_Work instructions_.
How many lines of the records contain the word "camera"? Reply with the number alone.

_Exercise material_.
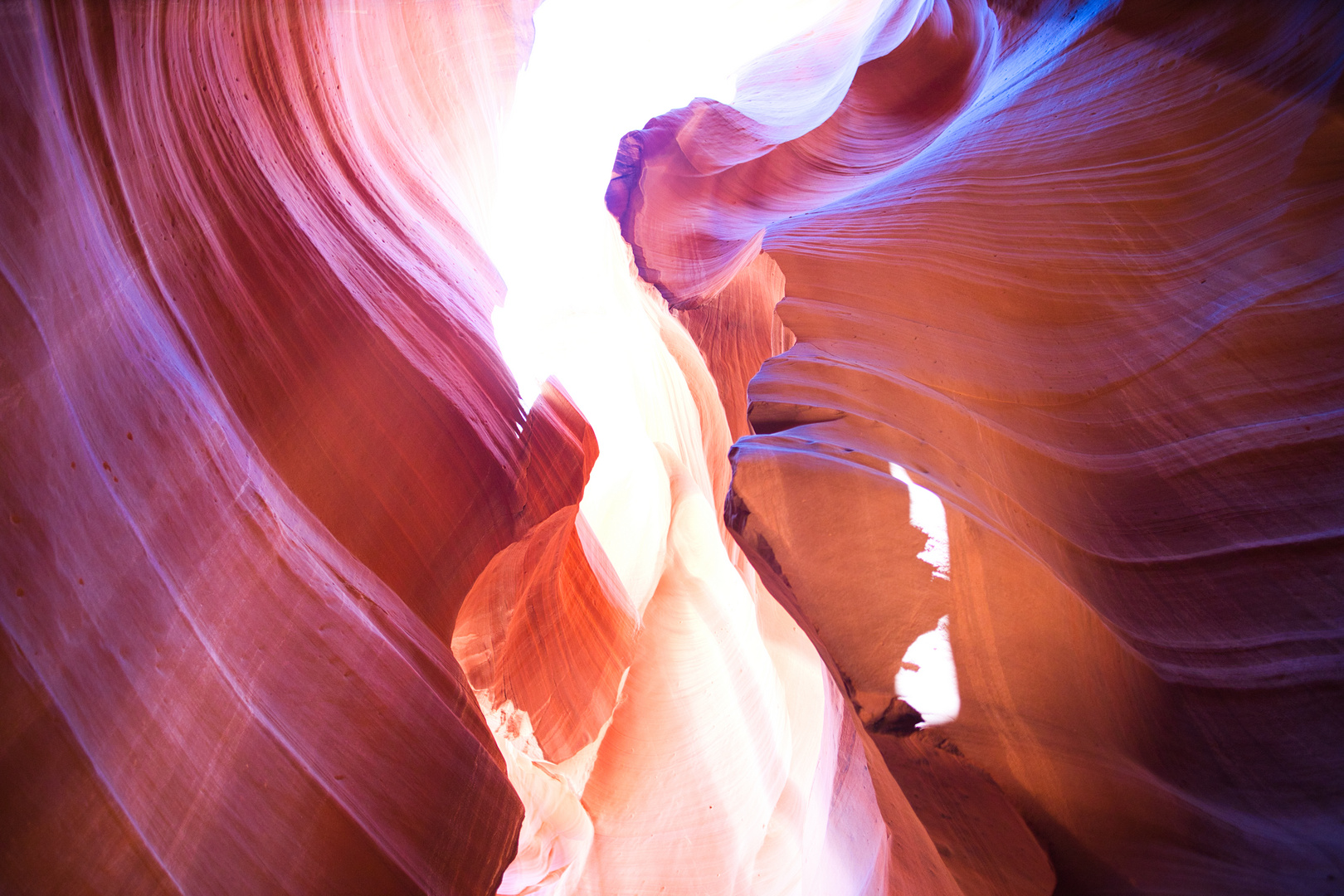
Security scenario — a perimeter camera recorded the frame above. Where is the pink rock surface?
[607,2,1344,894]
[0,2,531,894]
* * *
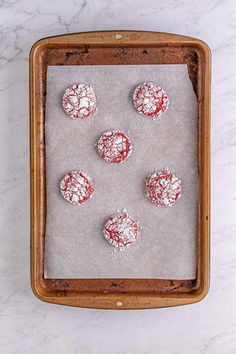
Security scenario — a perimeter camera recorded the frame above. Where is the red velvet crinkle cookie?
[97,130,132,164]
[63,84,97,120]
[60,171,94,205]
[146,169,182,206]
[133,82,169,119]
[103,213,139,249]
==
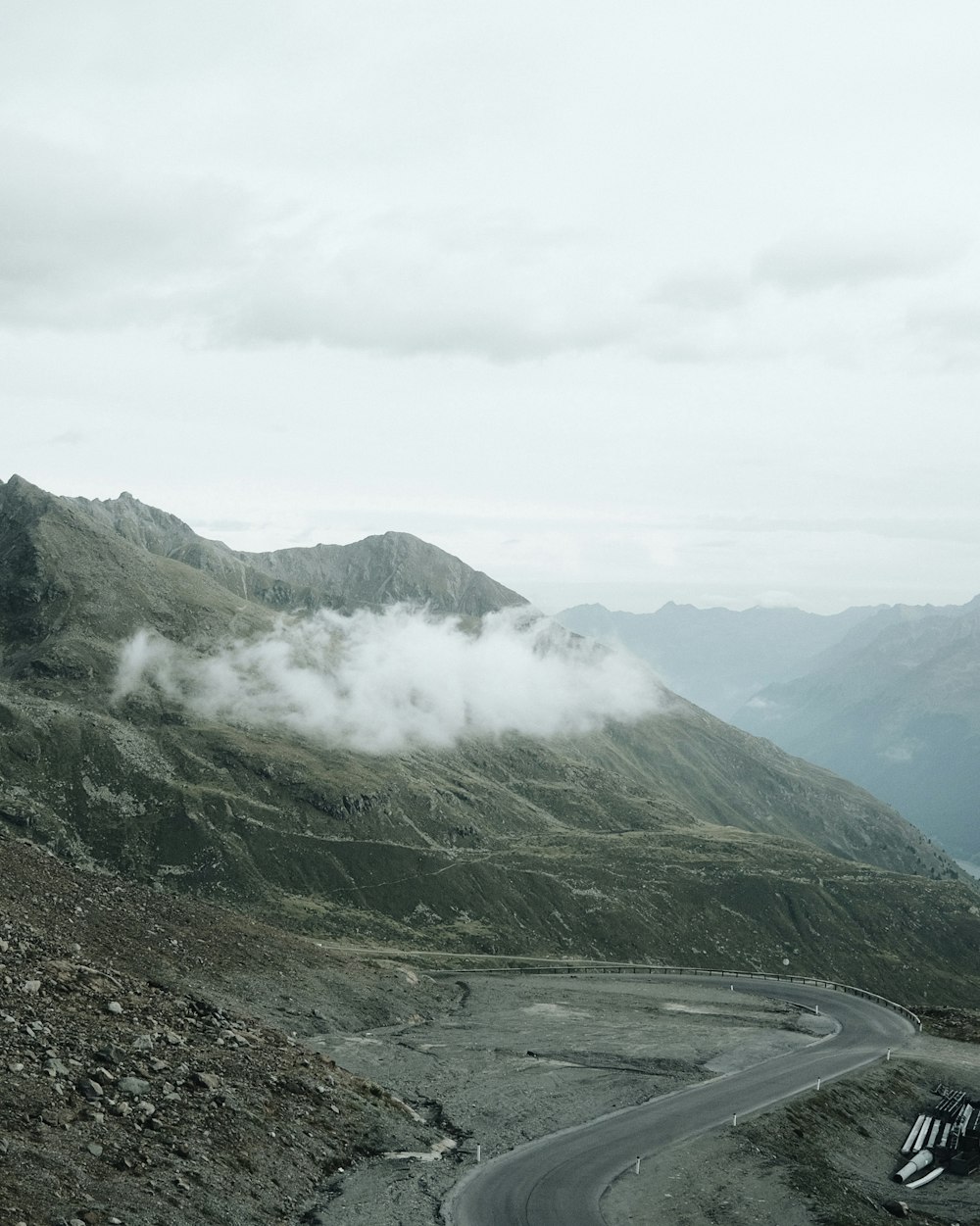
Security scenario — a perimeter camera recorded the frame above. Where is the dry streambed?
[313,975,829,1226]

_Task response_.
3